The output should be identical to the entries that follow.

* [Records supplied]:
● ● ●
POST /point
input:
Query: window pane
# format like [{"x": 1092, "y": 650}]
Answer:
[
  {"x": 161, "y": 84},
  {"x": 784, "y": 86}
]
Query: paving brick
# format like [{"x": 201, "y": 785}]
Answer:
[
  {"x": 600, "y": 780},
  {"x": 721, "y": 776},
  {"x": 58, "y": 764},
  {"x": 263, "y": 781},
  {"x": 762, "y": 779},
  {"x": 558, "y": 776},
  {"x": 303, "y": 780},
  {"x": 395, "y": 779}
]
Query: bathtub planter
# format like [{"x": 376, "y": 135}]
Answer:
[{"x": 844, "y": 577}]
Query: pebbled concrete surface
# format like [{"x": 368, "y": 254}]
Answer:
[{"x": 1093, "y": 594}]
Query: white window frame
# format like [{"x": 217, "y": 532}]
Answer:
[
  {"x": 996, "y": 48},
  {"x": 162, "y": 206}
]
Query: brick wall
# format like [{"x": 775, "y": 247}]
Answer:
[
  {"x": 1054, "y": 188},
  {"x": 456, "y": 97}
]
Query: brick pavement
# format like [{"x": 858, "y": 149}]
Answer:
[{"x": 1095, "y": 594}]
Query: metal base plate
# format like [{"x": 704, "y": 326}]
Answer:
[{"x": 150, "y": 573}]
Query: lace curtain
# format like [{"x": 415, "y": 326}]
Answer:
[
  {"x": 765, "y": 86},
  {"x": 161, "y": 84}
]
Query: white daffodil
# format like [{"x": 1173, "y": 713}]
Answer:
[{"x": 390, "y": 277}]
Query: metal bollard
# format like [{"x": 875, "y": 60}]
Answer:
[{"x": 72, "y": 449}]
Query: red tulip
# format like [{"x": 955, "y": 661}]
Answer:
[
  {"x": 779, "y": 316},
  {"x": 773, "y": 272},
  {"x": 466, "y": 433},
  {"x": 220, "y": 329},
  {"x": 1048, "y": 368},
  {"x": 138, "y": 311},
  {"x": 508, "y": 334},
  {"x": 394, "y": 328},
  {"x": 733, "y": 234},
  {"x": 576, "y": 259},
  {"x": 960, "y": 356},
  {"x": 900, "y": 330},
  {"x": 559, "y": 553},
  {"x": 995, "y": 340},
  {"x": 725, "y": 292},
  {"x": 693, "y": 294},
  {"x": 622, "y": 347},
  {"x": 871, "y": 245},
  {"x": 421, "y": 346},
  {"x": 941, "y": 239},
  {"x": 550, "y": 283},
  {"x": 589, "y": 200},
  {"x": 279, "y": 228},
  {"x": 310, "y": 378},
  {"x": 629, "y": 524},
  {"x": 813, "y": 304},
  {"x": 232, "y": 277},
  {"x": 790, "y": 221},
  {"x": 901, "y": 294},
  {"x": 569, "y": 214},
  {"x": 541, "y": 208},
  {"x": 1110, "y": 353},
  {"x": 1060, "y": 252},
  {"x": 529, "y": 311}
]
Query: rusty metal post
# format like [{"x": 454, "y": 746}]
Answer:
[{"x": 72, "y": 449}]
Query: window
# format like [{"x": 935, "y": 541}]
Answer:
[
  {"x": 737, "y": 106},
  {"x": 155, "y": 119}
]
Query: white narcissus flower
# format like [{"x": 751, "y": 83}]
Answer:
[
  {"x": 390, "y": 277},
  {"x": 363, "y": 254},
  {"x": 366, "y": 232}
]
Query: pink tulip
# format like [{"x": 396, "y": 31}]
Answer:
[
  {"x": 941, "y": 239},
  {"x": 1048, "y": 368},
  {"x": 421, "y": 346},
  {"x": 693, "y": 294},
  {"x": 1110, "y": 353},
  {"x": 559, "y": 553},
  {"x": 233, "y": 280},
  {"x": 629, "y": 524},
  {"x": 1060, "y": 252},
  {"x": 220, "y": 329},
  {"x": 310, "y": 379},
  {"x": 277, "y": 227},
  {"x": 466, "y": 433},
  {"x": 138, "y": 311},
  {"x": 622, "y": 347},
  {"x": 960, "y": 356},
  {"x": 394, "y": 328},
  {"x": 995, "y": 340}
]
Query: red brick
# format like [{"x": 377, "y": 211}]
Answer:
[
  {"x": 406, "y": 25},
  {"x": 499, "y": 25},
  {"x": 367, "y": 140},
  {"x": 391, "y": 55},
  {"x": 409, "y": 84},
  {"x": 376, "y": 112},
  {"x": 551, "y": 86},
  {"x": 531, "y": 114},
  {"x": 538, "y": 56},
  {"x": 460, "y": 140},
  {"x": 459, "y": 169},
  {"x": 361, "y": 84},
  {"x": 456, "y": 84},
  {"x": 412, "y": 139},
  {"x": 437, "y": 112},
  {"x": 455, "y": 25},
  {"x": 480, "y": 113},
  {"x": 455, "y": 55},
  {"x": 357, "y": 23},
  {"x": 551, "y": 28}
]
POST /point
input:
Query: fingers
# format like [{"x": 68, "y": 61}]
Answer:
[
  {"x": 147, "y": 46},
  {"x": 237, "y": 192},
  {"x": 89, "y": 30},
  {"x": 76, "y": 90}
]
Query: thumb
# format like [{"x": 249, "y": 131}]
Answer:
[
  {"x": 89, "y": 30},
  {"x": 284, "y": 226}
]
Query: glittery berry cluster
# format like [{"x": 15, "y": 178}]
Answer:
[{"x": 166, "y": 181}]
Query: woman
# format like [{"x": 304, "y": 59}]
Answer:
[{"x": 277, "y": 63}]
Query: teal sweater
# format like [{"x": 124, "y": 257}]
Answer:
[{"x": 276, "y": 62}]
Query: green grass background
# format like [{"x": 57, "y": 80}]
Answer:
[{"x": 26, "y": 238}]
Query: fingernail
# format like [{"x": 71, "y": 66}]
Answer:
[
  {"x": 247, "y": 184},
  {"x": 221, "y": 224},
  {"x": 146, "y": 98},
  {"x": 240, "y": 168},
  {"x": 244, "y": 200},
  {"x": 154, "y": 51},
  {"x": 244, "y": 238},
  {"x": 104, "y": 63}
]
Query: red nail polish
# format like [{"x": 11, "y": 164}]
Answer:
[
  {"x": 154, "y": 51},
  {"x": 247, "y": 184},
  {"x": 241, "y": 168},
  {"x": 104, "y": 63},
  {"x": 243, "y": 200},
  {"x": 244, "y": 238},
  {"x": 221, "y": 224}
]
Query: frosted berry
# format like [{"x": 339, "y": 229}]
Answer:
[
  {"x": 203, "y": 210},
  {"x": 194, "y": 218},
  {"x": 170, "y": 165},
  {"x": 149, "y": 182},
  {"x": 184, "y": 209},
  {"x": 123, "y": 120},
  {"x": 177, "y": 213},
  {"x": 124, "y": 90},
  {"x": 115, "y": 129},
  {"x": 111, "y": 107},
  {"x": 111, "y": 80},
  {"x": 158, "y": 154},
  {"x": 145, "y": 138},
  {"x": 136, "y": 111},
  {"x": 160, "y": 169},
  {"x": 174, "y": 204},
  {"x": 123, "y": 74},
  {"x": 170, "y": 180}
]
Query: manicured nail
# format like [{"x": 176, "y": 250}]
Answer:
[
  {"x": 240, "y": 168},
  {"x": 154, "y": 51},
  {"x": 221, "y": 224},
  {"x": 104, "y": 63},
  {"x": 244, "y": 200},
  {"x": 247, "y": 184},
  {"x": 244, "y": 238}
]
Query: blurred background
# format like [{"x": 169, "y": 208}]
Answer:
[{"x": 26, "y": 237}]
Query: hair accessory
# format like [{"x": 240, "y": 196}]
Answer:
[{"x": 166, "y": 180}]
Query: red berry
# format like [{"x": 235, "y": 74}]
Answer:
● ● ●
* [Solution below]:
POST /point
input:
Query: window pane
# format like [{"x": 1092, "y": 650}]
Answer:
[
  {"x": 161, "y": 84},
  {"x": 784, "y": 86}
]
Query: paving brick
# format like [{"x": 201, "y": 785}]
Answer:
[
  {"x": 600, "y": 780},
  {"x": 721, "y": 776},
  {"x": 58, "y": 764},
  {"x": 263, "y": 781},
  {"x": 762, "y": 779},
  {"x": 558, "y": 776},
  {"x": 303, "y": 780},
  {"x": 395, "y": 779}
]
Query: bathtub planter
# format like [{"x": 376, "y": 135}]
Answer:
[{"x": 844, "y": 577}]
Query: pebbled concrete surface
# format like [{"x": 368, "y": 254}]
Answer:
[{"x": 1093, "y": 594}]
Query: white window frame
# format like [{"x": 217, "y": 532}]
Answer:
[
  {"x": 996, "y": 48},
  {"x": 162, "y": 206}
]
Query: brick wall
# format like [{"x": 775, "y": 247}]
Answer:
[
  {"x": 1054, "y": 188},
  {"x": 456, "y": 97}
]
Query: brick pavement
# format like [{"x": 858, "y": 149}]
Answer:
[{"x": 1095, "y": 594}]
Query: metal base plate
# format like [{"x": 704, "y": 326}]
Answer:
[{"x": 150, "y": 573}]
Query: lace curtain
# format like [{"x": 415, "y": 326}]
Answer:
[
  {"x": 765, "y": 86},
  {"x": 161, "y": 84}
]
Query: white daffodil
# format like [{"x": 1173, "y": 713}]
Answer:
[{"x": 390, "y": 277}]
Query: metal bollard
# format like [{"x": 875, "y": 60}]
Answer:
[{"x": 72, "y": 449}]
Query: red tulip
# format like [{"x": 955, "y": 661}]
Answer:
[
  {"x": 779, "y": 316},
  {"x": 773, "y": 272},
  {"x": 466, "y": 433},
  {"x": 220, "y": 329},
  {"x": 1048, "y": 368},
  {"x": 138, "y": 311},
  {"x": 508, "y": 334},
  {"x": 394, "y": 328},
  {"x": 733, "y": 234},
  {"x": 576, "y": 259},
  {"x": 960, "y": 356},
  {"x": 900, "y": 330},
  {"x": 559, "y": 553},
  {"x": 995, "y": 340},
  {"x": 725, "y": 292},
  {"x": 693, "y": 294},
  {"x": 622, "y": 347},
  {"x": 871, "y": 245},
  {"x": 421, "y": 346},
  {"x": 941, "y": 239},
  {"x": 550, "y": 283},
  {"x": 589, "y": 200},
  {"x": 279, "y": 228},
  {"x": 310, "y": 378},
  {"x": 629, "y": 524},
  {"x": 813, "y": 304},
  {"x": 232, "y": 277},
  {"x": 790, "y": 221},
  {"x": 901, "y": 294},
  {"x": 569, "y": 214},
  {"x": 541, "y": 208},
  {"x": 1110, "y": 353},
  {"x": 1060, "y": 252},
  {"x": 529, "y": 311}
]
Query: rusty metal post
# format like [{"x": 454, "y": 746}]
Answer:
[{"x": 72, "y": 449}]
Query: window
# format like [{"x": 935, "y": 541}]
Answer:
[
  {"x": 737, "y": 106},
  {"x": 155, "y": 119}
]
Query: white narcissus flower
# format like [{"x": 751, "y": 83}]
Answer:
[
  {"x": 390, "y": 277},
  {"x": 363, "y": 254},
  {"x": 366, "y": 232}
]
Query: pink tulip
# format like [{"x": 396, "y": 31}]
Answer:
[
  {"x": 941, "y": 239},
  {"x": 1048, "y": 368},
  {"x": 421, "y": 346},
  {"x": 693, "y": 294},
  {"x": 1110, "y": 353},
  {"x": 559, "y": 553},
  {"x": 233, "y": 280},
  {"x": 629, "y": 524},
  {"x": 1060, "y": 252},
  {"x": 220, "y": 329},
  {"x": 310, "y": 379},
  {"x": 277, "y": 227},
  {"x": 466, "y": 433},
  {"x": 138, "y": 311},
  {"x": 622, "y": 347},
  {"x": 960, "y": 356},
  {"x": 394, "y": 328},
  {"x": 995, "y": 340}
]
Query: red brick
# format like [{"x": 377, "y": 211}]
Answer:
[
  {"x": 406, "y": 25},
  {"x": 499, "y": 25},
  {"x": 367, "y": 140},
  {"x": 391, "y": 55},
  {"x": 409, "y": 84},
  {"x": 376, "y": 112},
  {"x": 551, "y": 86},
  {"x": 531, "y": 114},
  {"x": 538, "y": 56},
  {"x": 460, "y": 140},
  {"x": 459, "y": 169},
  {"x": 361, "y": 84},
  {"x": 456, "y": 84},
  {"x": 412, "y": 139},
  {"x": 437, "y": 112},
  {"x": 455, "y": 25},
  {"x": 480, "y": 113},
  {"x": 455, "y": 55},
  {"x": 357, "y": 23},
  {"x": 551, "y": 28}
]
POST /point
input:
Query: fingers
# format like [{"x": 68, "y": 61}]
Answer:
[
  {"x": 147, "y": 46},
  {"x": 237, "y": 192},
  {"x": 89, "y": 30},
  {"x": 76, "y": 90}
]
Query: thumb
# format like [{"x": 249, "y": 131}]
Answer:
[
  {"x": 89, "y": 30},
  {"x": 284, "y": 226}
]
Query: glittery berry cluster
# format like [{"x": 15, "y": 178}]
Answer:
[{"x": 166, "y": 181}]
Query: woman
# format like [{"x": 304, "y": 59}]
Answer:
[{"x": 277, "y": 63}]
Query: teal sweater
# format like [{"x": 124, "y": 257}]
Answer:
[{"x": 276, "y": 62}]
Query: green grass background
# format like [{"x": 57, "y": 80}]
Answer:
[{"x": 26, "y": 238}]
Query: fingernail
# format like [{"x": 71, "y": 66}]
Answer:
[
  {"x": 247, "y": 184},
  {"x": 221, "y": 224},
  {"x": 146, "y": 98},
  {"x": 240, "y": 168},
  {"x": 244, "y": 200},
  {"x": 154, "y": 51},
  {"x": 244, "y": 238},
  {"x": 104, "y": 63}
]
Query: red nail polish
# format like [{"x": 11, "y": 164}]
Answer:
[
  {"x": 154, "y": 51},
  {"x": 247, "y": 184},
  {"x": 241, "y": 168},
  {"x": 104, "y": 63},
  {"x": 243, "y": 200},
  {"x": 244, "y": 238},
  {"x": 221, "y": 224}
]
Query: frosted berry
# format like [{"x": 339, "y": 229}]
Answer:
[
  {"x": 203, "y": 210},
  {"x": 194, "y": 218},
  {"x": 170, "y": 165},
  {"x": 149, "y": 182},
  {"x": 184, "y": 209},
  {"x": 123, "y": 120},
  {"x": 177, "y": 213},
  {"x": 124, "y": 90},
  {"x": 115, "y": 129},
  {"x": 111, "y": 107},
  {"x": 111, "y": 80},
  {"x": 158, "y": 154},
  {"x": 145, "y": 138},
  {"x": 136, "y": 111},
  {"x": 160, "y": 169},
  {"x": 174, "y": 204},
  {"x": 123, "y": 74},
  {"x": 170, "y": 180}
]
Query: manicured nail
# format like [{"x": 176, "y": 250}]
Answer:
[
  {"x": 240, "y": 168},
  {"x": 154, "y": 51},
  {"x": 221, "y": 224},
  {"x": 104, "y": 63},
  {"x": 244, "y": 200},
  {"x": 247, "y": 184},
  {"x": 244, "y": 238}
]
Query: blurred background
# format like [{"x": 169, "y": 208}]
Answer:
[{"x": 26, "y": 237}]
Query: hair accessory
# format like [{"x": 240, "y": 196}]
Answer:
[{"x": 166, "y": 180}]
Query: red berry
# format like [{"x": 235, "y": 74}]
Answer:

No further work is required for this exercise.